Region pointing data
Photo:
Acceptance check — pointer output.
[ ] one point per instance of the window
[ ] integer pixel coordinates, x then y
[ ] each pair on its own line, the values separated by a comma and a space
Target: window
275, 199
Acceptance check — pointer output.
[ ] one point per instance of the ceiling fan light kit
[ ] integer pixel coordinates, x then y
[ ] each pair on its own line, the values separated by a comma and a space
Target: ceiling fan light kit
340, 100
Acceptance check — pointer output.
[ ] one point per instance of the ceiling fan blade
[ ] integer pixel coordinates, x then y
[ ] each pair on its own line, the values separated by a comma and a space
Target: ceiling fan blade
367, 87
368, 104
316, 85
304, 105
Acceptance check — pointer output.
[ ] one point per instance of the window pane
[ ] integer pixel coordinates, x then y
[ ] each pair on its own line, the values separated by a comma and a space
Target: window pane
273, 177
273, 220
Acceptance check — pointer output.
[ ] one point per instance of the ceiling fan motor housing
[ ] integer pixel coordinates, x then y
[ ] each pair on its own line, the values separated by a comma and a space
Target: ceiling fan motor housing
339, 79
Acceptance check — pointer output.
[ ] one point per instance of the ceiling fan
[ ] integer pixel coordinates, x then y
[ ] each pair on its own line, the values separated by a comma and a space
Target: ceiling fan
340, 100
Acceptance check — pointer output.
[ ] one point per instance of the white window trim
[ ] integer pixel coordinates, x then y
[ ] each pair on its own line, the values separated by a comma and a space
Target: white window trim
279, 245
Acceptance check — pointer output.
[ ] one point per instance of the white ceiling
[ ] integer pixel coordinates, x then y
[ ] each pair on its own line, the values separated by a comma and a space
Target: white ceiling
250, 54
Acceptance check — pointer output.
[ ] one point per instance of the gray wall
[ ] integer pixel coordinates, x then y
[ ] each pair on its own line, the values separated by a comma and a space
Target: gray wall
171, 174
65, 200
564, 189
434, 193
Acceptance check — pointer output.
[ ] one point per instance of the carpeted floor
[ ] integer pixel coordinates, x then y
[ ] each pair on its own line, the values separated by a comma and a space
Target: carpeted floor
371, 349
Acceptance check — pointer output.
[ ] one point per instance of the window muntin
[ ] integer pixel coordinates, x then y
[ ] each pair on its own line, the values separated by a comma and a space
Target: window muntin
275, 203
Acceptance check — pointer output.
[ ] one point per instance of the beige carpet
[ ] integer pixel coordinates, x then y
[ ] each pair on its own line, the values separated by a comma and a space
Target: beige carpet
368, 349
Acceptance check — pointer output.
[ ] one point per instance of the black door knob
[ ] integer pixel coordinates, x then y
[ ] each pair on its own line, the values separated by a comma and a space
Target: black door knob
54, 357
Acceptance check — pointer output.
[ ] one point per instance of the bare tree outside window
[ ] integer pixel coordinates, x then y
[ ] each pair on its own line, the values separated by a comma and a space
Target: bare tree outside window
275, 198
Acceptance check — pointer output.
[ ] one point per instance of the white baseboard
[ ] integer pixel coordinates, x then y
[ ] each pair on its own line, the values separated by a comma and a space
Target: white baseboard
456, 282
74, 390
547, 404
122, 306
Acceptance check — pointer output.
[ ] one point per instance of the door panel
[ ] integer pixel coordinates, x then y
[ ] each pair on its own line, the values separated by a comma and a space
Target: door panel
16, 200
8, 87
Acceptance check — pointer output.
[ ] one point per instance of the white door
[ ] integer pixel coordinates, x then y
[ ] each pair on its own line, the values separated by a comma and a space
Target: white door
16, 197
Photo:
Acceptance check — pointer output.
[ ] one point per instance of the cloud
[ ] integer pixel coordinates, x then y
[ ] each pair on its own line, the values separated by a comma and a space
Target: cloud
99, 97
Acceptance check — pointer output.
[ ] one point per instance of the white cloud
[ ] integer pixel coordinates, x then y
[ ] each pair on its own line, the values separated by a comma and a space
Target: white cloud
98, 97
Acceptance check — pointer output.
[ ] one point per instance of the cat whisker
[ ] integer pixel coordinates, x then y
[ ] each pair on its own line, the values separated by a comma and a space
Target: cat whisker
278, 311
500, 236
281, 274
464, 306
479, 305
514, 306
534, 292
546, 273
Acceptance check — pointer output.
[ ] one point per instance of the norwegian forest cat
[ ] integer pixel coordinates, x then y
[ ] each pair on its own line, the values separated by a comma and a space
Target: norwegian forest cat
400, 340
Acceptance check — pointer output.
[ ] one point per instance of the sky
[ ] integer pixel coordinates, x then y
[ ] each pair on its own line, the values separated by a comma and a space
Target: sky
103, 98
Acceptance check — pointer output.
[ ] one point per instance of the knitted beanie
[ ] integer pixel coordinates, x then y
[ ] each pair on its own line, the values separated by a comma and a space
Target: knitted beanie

◆ **The problem**: Wherever the string "beanie" appears in the entries above, return the line it appears on.

◆ **Written response**:
[ ] one point per instance of the knitted beanie
Target: knitted beanie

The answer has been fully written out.